--- WORK TASK ---
Pick up the piece on coping with secondhand terrorist events where it leaves off and keep writing it.

===== EXTRACT PROVIDED

How do we survive and thrive after second hand terrorist events? Let’s define an event second hand if one’s exposure to the event is through media and they are not geographically near the site of the attack. At the time of this writing, police have just killed three terrorists in France and are looking for the fourth: a woman. It seems, when it comes to killing; women are considered right up there and equal to men – as long as they don’t drive 😉
Not long ago people in Australia endured a coffee shop terror event. Yesterday was a deli, a media office, and a printing business. The insidious truth is it is very frightening. Terrorists have found new, and in some ways more powerful tools to wreak, well: terror. The tool is the intimacy and randomness of it all. We no longer need groups to commandeer aircraft. The illusion of intelligence agencies being able to provide homeland security can survive that. But now “It” can happen to anyone, anywhere.
It is indeed a pretty frightening new reality. How do we learn to cope? How do we help our children cope?
First off don’t stew in the broth of fear that watching the constant new coverage can bring. After the Boston Marathon it was found that people who watched six or more hours of coverage a day had greater stress reactions than people who were actually involved in the bombing.
The constant drumming of information acts like a mantra and sifts through all levels of consciousness including dreams.
Q) Who is most likely to develop the most severe stress reactions?
• Survivors of domestic abuse
• Rape survivors
• Sexual abuse survivors
• Victims of physical assault
• Victims of random act of public violence
• First responders
• Survivors of natural disasters
• Survivors of a major catastrophic event caused by human error
• Combat vets
• People recently diagnosed with a life threatening illness
Q) What can we do to help young children understand what has happened?

==========
===== DATASET ENTRIES

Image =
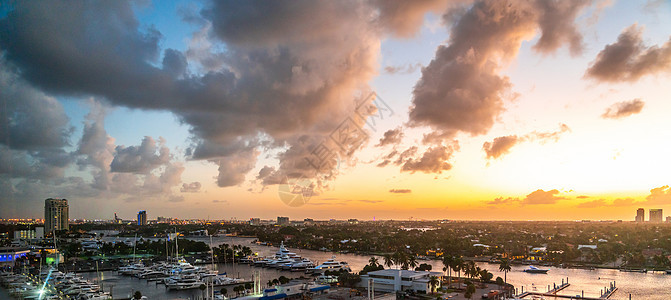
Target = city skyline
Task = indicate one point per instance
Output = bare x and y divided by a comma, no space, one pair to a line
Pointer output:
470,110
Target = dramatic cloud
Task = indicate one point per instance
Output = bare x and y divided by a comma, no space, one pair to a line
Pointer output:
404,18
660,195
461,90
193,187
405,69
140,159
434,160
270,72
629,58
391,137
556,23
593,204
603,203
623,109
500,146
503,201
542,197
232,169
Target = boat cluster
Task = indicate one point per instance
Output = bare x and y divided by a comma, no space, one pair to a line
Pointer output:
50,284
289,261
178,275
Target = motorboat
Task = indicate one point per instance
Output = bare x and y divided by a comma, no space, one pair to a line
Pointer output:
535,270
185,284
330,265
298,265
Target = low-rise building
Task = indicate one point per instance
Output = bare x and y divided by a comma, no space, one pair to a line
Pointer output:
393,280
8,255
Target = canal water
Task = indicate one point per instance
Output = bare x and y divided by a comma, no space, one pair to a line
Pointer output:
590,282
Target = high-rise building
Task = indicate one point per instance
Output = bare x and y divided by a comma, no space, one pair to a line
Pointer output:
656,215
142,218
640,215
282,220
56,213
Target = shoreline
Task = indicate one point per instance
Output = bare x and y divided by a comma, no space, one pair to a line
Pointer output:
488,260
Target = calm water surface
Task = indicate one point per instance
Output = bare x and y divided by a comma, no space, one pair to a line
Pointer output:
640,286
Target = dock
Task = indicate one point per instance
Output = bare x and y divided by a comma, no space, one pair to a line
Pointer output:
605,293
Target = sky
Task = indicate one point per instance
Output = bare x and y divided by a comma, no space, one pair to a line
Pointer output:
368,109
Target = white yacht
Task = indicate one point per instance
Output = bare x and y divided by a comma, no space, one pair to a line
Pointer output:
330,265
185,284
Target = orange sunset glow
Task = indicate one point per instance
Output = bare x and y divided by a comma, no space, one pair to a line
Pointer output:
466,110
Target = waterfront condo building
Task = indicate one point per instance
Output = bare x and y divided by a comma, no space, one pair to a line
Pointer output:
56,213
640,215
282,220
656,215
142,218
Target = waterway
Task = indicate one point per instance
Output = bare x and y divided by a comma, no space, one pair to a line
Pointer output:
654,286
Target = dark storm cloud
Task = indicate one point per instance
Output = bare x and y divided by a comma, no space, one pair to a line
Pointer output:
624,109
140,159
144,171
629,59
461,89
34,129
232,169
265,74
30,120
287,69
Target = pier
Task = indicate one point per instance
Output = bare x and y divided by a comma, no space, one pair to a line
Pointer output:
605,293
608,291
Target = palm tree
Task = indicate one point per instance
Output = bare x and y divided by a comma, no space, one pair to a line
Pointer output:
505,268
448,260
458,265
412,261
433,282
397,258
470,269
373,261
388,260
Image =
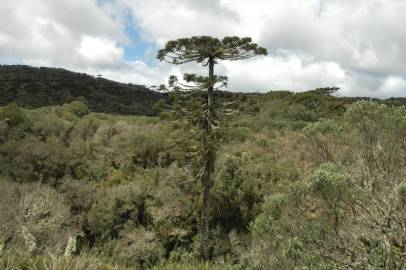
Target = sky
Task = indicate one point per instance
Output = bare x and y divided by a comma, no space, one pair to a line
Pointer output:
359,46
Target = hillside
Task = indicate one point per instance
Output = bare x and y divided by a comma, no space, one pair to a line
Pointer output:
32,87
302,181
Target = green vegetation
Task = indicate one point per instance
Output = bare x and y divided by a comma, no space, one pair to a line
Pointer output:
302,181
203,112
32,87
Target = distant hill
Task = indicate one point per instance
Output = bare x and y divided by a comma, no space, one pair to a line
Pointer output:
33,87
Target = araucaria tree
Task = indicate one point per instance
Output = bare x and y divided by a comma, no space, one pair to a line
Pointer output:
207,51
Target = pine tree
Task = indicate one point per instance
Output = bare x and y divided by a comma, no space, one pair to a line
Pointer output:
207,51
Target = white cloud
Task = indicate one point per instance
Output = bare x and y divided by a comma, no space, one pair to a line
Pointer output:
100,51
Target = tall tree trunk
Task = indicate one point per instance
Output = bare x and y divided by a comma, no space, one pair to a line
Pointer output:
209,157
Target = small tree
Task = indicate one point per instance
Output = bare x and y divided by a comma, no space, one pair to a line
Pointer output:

==========

--- ANSWER FOR THE TASK ---
• Seek support: Seek out the help the community will provide or if you need it: professional help
• Talk with your kids – tell them you will be there to take care of them.
• Express your love.
• Watch the news together and talk about it. Your presence will be reassuring.
• Limit the news on TV or computers.
• Be patient if they ask a lot of questions. Or if they ask the same question repeatedly.
• Assure them these events are extremely rare.
• If they are old enough; explain that these events are about politics and are not personal.
• Encourage your child to talk about the event with friends, teachers and other important people in their lives.
• Stay strong as a parent. Manage your coping skills (sleep, nutrition, keeping normal routines limit alcohol or medications, seek professional help if you need it.
• Don’t judge
Q) What are common reactions children might have?
• They may regress to earlier childhood stages. For example, they may wet the bed again, want a “blankie”, or be afraid of being alone.
• Their sleep may be disturbed. Either falling asleep and/or nightmares. Do not allow news near bedtime. Before bedtime: only loving and quiet activities.
• They may feel helpless. If they are old enough to help somehow let them help. Or, if not, help them to write a letter to someone.
• They may develop physical ailments such as stomach aches or headaches. Love those away.
• Be a model of a good coping parent. Sleep well, exercise, keep routines, no drinking or pills. If you have trouble being that coping individual – seek profession help as well
The bottom line truth, according to the odds (1 in 20 million chance of dying in a terrorist event) dying by terror event is one of most unlikely ways you can die. Live your life as if you were going to die anyway – because you will eventually. The leading cause of death is birth.
Consider this: Maybe you are a dog lover. If someone told you that your dog would live to be 35 years of age if only you never let him out of a cage and kept the room freezing and never played with him – would you do it? My assumption is you would not. That’s no way to live.
One other idea: agoraphobia (the fear of ever leaving your home essentially) is thought of as a fear of fear. If there is a plane crash and you stop flying – you feel less fear. Then there is a car accident around the corner from your house. So you choose to stay out of cars and close to home. Then perhaps something happens on your street… and you can see how agoraphobia insidiously roots itself.
And even if you never left your house you could die there anyway. Maybe you don’t want to paint disparaging pictures of Mohammed on your door – but short of courting danger; giving up your life by not living seems a sad choice.